─── EXTRAIT

Nul doute que la haute autorité pour la bonne gouvernance (Habg) s’intéressera de près à ce dossier et diligentera des enquêtes approfondies sur les faits allégués.
L’inspection d’État ne restera certainement pas en marge de cet élan et exigera que des audits soient réalisés pour faire toute la lumière.
Dans un État de droit comme le nôtre, doté de tous les outils de mesure de l’efficacité de l’action gouvernementale mais aussi et surtout de la bonne gouvernance, nul ne peut, impunément, agir comme un électron libre. Le pays est gouverné par des lois auxquelles personne ne doit échapper. L’enquête ne fait que commencer.

──────
─── LISTE FOURNIE

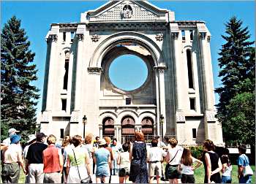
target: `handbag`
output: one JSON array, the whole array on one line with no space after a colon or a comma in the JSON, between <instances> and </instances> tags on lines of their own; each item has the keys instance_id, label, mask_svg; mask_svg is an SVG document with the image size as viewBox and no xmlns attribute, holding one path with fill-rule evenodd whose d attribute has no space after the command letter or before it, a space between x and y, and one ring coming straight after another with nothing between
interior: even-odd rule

──────

== PETITE CONSIGNE 1 ==
L'extrait sur la bonne gouvernance est-il d'accord avec chacune de ces affirmations ? Répondez par oui ou par non et citez les mots de l'extrait qui le montrent.
(a) L'enquête est déjà terminée.
(b) L'inspection d'État va demander des audits.
(c) Certaines personnes peuvent échapper aux lois du pays.
== PETITE CONSIGNE 2 ==
Écrivez la suite de l'extrait sur la bonne gouvernance, juste après sa dernière phrase.

== RÉPONSE 1 ==
(a) Non : « L’enquête ne fait que commencer. »
(b) Oui : « exigera que des audits soient réalisés pour faire toute la lumière ».
(c) Non : « Le pays est gouverné par des lois auxquelles personne ne doit échapper. »

== RÉPONSE 2 ==
crocinfos.net
[Encadré2] Revoyez votre copie
Monsieur le maire, Lanciné Diabaté Kalifa, peut-on vouloir incarner une jeunesse intègre et respectueuse des principes de bonne gouvernance, ceux que le président Alassane Ouattara valorise pour bâtir une Côte d’Ivoire honorable et respectée, et adopter un comportement qui suscite autant d’interrogations ?
Comment expliquer que, pour la promotion des actions menées ou entreprises par la jeunesse, l’État vous octroie un marché et vous le retire pour non-exécution et suspende également l’entreprise ? Comment ont été utilisés les montants d’exécution de ces marchés ? Ces questions qui, selon les réponses, redoreraient ou terniraient votre image et votre honneur.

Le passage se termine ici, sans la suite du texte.